[START DATA FOR THIS EXERCISE]
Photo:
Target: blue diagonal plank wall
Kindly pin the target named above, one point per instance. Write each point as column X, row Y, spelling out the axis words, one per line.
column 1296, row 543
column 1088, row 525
[END DATA FOR THIS EXERCISE]
WHAT IS EXPECTED
Reproduce the listing above verbatim, line for line.

THE OUTPUT
Photo:
Target: blue diagonal plank wall
Kindly pin the target named above, one point per instance. Write each point as column X, row Y, spelling out the axis words, one per line.
column 1296, row 543
column 1088, row 525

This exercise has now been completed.